[Begin PROVIDED ENTRIES]

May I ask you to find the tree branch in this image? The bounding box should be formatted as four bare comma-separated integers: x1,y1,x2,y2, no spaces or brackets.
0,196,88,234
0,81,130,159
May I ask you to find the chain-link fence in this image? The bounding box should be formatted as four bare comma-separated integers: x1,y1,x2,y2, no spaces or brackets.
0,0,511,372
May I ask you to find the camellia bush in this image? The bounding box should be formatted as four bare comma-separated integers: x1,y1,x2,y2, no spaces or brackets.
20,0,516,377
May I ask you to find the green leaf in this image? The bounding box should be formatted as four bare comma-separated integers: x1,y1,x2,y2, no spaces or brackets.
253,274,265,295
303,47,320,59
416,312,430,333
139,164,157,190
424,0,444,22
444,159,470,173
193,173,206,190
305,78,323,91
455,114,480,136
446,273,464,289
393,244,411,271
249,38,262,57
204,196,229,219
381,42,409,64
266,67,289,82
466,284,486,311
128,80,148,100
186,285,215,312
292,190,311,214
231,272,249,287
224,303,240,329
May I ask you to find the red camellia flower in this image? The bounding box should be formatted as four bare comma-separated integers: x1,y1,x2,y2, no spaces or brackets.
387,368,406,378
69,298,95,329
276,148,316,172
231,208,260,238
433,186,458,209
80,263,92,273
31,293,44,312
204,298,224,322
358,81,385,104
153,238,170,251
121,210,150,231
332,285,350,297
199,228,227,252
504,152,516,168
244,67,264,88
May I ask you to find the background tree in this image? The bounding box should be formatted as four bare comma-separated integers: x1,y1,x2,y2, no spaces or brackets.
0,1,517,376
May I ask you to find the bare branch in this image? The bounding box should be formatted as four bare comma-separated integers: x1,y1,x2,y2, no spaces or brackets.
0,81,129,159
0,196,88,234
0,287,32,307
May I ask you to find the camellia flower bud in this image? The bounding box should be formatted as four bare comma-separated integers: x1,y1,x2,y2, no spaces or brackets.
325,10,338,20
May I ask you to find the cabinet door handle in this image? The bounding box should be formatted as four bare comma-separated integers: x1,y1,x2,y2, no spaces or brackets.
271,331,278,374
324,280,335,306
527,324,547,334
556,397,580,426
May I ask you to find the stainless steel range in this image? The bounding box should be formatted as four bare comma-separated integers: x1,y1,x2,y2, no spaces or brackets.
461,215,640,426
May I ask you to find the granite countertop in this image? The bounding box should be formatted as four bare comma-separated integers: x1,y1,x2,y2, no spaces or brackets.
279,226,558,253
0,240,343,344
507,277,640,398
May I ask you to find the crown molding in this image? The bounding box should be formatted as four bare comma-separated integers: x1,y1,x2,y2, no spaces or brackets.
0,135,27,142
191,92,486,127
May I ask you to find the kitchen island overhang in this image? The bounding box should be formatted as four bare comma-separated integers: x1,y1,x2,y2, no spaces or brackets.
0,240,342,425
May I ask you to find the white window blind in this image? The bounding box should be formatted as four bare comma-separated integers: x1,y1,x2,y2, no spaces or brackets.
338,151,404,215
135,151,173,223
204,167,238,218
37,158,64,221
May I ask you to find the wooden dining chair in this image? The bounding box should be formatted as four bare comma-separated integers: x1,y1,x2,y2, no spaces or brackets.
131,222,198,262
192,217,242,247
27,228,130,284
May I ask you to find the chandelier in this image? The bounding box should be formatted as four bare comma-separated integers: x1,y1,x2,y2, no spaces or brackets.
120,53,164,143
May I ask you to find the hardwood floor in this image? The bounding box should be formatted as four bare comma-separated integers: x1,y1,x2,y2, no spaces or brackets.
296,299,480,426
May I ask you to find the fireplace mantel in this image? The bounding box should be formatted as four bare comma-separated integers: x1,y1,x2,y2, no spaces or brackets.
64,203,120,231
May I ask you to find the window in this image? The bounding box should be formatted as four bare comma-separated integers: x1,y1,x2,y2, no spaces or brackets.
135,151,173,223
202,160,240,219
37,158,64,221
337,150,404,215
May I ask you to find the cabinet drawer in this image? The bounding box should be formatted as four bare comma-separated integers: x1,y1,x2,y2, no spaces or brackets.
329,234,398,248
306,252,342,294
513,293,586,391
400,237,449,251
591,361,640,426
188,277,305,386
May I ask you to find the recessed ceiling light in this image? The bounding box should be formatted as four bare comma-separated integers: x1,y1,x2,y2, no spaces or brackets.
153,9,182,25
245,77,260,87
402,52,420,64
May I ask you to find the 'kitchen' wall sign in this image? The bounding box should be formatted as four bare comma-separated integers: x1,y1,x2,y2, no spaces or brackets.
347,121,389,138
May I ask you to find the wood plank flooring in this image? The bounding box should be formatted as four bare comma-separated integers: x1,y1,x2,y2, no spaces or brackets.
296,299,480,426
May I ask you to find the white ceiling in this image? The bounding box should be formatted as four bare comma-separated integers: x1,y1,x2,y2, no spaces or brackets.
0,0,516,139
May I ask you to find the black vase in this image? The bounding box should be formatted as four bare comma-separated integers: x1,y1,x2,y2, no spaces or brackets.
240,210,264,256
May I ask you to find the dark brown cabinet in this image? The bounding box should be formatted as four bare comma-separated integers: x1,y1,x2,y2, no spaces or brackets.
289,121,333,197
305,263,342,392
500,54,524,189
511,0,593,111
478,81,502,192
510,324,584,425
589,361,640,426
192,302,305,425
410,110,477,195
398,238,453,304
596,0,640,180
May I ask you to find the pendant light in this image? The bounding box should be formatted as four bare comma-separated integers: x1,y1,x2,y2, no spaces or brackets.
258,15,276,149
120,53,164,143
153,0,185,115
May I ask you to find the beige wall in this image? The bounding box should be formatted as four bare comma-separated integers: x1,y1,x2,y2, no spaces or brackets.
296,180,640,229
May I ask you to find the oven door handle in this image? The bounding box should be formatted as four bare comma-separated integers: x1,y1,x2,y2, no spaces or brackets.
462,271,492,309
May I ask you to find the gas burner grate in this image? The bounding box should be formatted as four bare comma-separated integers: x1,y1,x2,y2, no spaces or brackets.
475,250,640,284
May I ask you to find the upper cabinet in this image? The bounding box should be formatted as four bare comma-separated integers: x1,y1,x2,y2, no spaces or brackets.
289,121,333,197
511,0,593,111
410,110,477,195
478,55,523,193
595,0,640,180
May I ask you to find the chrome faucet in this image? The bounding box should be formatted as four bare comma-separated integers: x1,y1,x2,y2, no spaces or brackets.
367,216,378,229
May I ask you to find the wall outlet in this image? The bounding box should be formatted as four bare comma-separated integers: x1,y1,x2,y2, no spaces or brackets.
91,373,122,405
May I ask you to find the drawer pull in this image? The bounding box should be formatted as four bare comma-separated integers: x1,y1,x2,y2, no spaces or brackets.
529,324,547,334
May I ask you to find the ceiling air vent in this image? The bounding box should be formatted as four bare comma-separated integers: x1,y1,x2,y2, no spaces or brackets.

[End PROVIDED ENTRIES]

YOUR OBJECTIVE
Render all the rows above as a Markdown table with two columns, Number and Line, giving each row its number and leaving out blank lines.

RESPONSE TO THIS TASK
| Number | Line |
|---|---|
| 1 | May I ask you to find the tree branch in this image? The bounding box should be formatted as four bare comma-separated integers: x1,y1,x2,y2, no spaces or brackets. |
| 2 | 0,196,88,234 |
| 3 | 0,81,130,159 |
| 4 | May I ask you to find the chain-link fence in this image? The bounding box should be formatted as four bare comma-separated integers: x1,y1,x2,y2, no spaces or brackets. |
| 5 | 0,0,511,372 |
| 6 | May I ask you to find the camellia bush in this image? The bounding box should be formatted as four bare comma-separated integers: x1,y1,x2,y2, no spaces or brackets. |
| 7 | 20,0,516,377 |
| 8 | May I ask you to find the green leaf in this image? The bounding box should be formatted as four bare comma-separated integers: x1,y1,x2,y2, no spaces or brackets. |
| 9 | 253,274,265,295 |
| 10 | 303,47,320,59 |
| 11 | 416,312,430,333 |
| 12 | 139,164,157,190 |
| 13 | 424,0,444,22 |
| 14 | 444,159,470,173 |
| 15 | 193,173,206,190 |
| 16 | 305,78,323,91 |
| 17 | 455,114,480,136 |
| 18 | 446,273,464,289 |
| 19 | 393,244,411,271 |
| 20 | 249,38,262,57 |
| 21 | 204,196,229,219 |
| 22 | 381,42,409,64 |
| 23 | 266,67,289,82 |
| 24 | 466,284,486,311 |
| 25 | 128,80,148,100 |
| 26 | 186,285,215,312 |
| 27 | 292,190,311,214 |
| 28 | 231,272,249,287 |
| 29 | 224,303,240,329 |
| 30 | May I ask you to find the red camellia flower in this image? The bounding box should be formatted as four bare comma-separated integers: x1,y1,x2,y2, no spaces or brackets. |
| 31 | 387,368,406,378 |
| 32 | 69,298,95,329 |
| 33 | 276,148,316,172 |
| 34 | 231,208,260,238 |
| 35 | 433,186,458,209 |
| 36 | 80,263,92,273 |
| 37 | 31,293,44,312 |
| 38 | 204,298,224,322 |
| 39 | 358,81,385,104 |
| 40 | 153,238,170,251 |
| 41 | 121,210,150,231 |
| 42 | 332,285,350,297 |
| 43 | 199,228,227,252 |
| 44 | 504,152,516,168 |
| 45 | 244,67,264,88 |
| 46 | May I ask you to find the background tree in this image? The bounding box should be formatted as four bare comma-separated integers: x1,y1,x2,y2, no spaces or brackets. |
| 47 | 0,1,517,376 |
| 48 | May I ask you to find the bare branch in this image? The bounding box should be formatted as four bare comma-separated integers: x1,y1,x2,y2, no spaces or brackets. |
| 49 | 0,81,129,159 |
| 50 | 0,196,88,234 |
| 51 | 0,287,32,307 |
| 52 | May I ask you to find the camellia flower bud in this image? The bounding box should be formatted as four bare comma-separated integers: x1,y1,x2,y2, no spaces or brackets. |
| 53 | 325,10,338,20 |
| 54 | May I ask you to find the cabinet door handle in this image? The bounding box should be formatted as four bare comma-separated integers: x1,y1,x2,y2, no spaces or brackets. |
| 55 | 271,331,278,374 |
| 56 | 324,280,335,306 |
| 57 | 527,324,547,334 |
| 58 | 556,397,580,426 |
| 59 | May I ask you to find the stainless steel range in this image? The bounding box should be formatted as four bare comma-separated integers: x1,y1,x2,y2, no spaces or brackets. |
| 60 | 461,215,640,426 |
| 61 | May I ask you to find the granite countertop in this image? The bounding box should be formatted as four bare comma-separated integers: x1,y1,x2,y2, no spaces or brackets. |
| 62 | 279,226,558,253 |
| 63 | 0,240,343,344 |
| 64 | 507,277,640,398 |
| 65 | May I ask you to find the crown molding in this image? The bounding box should be formatted as four bare comma-separated integers: x1,y1,x2,y2, no spaces or brackets. |
| 66 | 0,135,27,142 |
| 67 | 191,92,486,127 |
| 68 | May I ask you to find the kitchen island overhang in this image? The bounding box should be formatted as four bare comma-separated integers: x1,y1,x2,y2, no spaces or brackets. |
| 69 | 0,240,342,425 |
| 70 | May I ask you to find the white window blind in this image? The bounding box should be formatted as four bare comma-separated integers: x1,y1,x2,y2, no spaces or brackets. |
| 71 | 338,151,404,215 |
| 72 | 135,151,173,223 |
| 73 | 204,167,238,218 |
| 74 | 37,158,64,221 |
| 75 | May I ask you to find the wooden dining chair in this image? The bounding box should be formatted as four bare comma-separated integers: x1,y1,x2,y2, no spaces or brackets. |
| 76 | 131,222,198,262 |
| 77 | 192,217,242,247 |
| 78 | 27,228,130,284 |
| 79 | May I ask you to find the chandelier in this image? The bounding box should be formatted as four bare comma-separated integers: x1,y1,x2,y2, no spaces or brackets. |
| 80 | 120,53,164,143 |
| 81 | May I ask you to find the hardwood floor in this image? The bounding box should be formatted as four bare comma-separated integers: x1,y1,x2,y2, no spaces or brackets. |
| 82 | 296,299,480,426 |
| 83 | May I ask you to find the fireplace mantel in this image? The bounding box should be formatted as four bare comma-separated integers: x1,y1,x2,y2, no spaces or brackets. |
| 84 | 64,203,120,231 |
| 85 | May I ask you to find the window in this image? The bounding box should be formatted as four bare comma-separated integers: x1,y1,x2,y2, no spaces or brackets. |
| 86 | 135,151,173,223 |
| 87 | 202,160,240,219 |
| 88 | 37,158,64,221 |
| 89 | 337,150,404,215 |
| 90 | May I ask you to find the cabinet drawer in this image? The bounding box should be formatted as four bare comma-separated integers: x1,y1,x2,y2, no spaces or brackets. |
| 91 | 329,234,398,248 |
| 92 | 306,252,342,294 |
| 93 | 513,293,586,391 |
| 94 | 400,237,449,251 |
| 95 | 591,361,640,426 |
| 96 | 188,277,305,386 |
| 97 | May I ask you to find the recessed ceiling light in this image? The bounding box should be formatted as four bare comma-separated integers: x1,y1,x2,y2, no spaces or brackets. |
| 98 | 153,9,182,25 |
| 99 | 245,77,260,87 |
| 100 | 402,52,420,64 |
| 101 | May I ask you to find the 'kitchen' wall sign in this image? The bounding box should be formatted as four bare comma-separated integers: x1,y1,x2,y2, no spaces or brackets. |
| 102 | 347,121,389,138 |
| 103 | May I ask you to find the wood plank flooring in this image? The bounding box should be formatted as four bare comma-separated integers: x1,y1,x2,y2, no spaces or brackets. |
| 104 | 296,299,480,426 |
| 105 | May I ask you to find the white ceiling in this image? The bounding box should be formatted as four bare comma-separated integers: x1,y1,x2,y2, no spaces or brackets. |
| 106 | 0,0,516,139 |
| 107 | May I ask you to find the black vase in this image? The bounding box should be formatted as four bare comma-separated integers: x1,y1,x2,y2, no spaces or brackets. |
| 108 | 240,210,264,256 |
| 109 | May I ask you to find the dark brown cabinet in this image? The bounding box should be formatted as four bare comma-separated integers: x1,y1,x2,y2, no spaces or brackets. |
| 110 | 289,121,333,197 |
| 111 | 305,263,342,392 |
| 112 | 500,54,524,189 |
| 113 | 511,0,593,111 |
| 114 | 478,81,502,192 |
| 115 | 510,324,584,425 |
| 116 | 589,361,640,426 |
| 117 | 192,302,305,425 |
| 118 | 410,110,477,195 |
| 119 | 398,238,453,304 |
| 120 | 596,0,640,180 |
| 121 | May I ask you to find the pendant light in this image? The bounding box should be formatted as four bare comma-separated integers: x1,y1,x2,y2, no spaces or brackets. |
| 122 | 258,15,276,149 |
| 123 | 120,53,164,143 |
| 124 | 153,0,185,115 |
| 125 | May I ask you to find the beige wall in this image? The bounding box should be formatted as four bare comma-separated integers: x1,y1,x2,y2, no spaces or brackets. |
| 126 | 296,180,640,229 |
| 127 | May I ask you to find the oven door handle in this image? The bounding box should be formatted as four bare comma-separated integers: x1,y1,x2,y2, no spaces or brackets. |
| 128 | 462,271,492,309 |
| 129 | May I ask you to find the gas burner grate in this image? The bounding box should be formatted as four bare comma-separated integers: x1,y1,x2,y2, no spaces or brackets. |
| 130 | 475,250,640,284 |
| 131 | May I ask you to find the upper cabinet in this image? The bounding box should be formatted as four bare comma-separated integers: x1,y1,x2,y2, no spaces or brackets. |
| 132 | 289,121,333,197 |
| 133 | 511,0,593,111 |
| 134 | 410,110,477,195 |
| 135 | 478,55,523,193 |
| 136 | 595,0,640,180 |
| 137 | May I ask you to find the chrome faucet in this image? The bounding box should be formatted as four bare comma-separated integers: x1,y1,x2,y2, no spaces or brackets. |
| 138 | 367,216,378,229 |
| 139 | May I ask you to find the wall outlet in this image? The bounding box should be formatted as four bare comma-separated integers: x1,y1,x2,y2, no spaces or brackets. |
| 140 | 91,373,122,405 |
| 141 | May I ask you to find the drawer pull in this image? The bounding box should be formatted as four bare comma-separated integers: x1,y1,x2,y2, no spaces or brackets. |
| 142 | 529,324,547,334 |
| 143 | May I ask you to find the ceiling air vent in this image? The bounding box should be formatted as four bare comma-separated integers: x1,y1,x2,y2, no spaces or brackets. |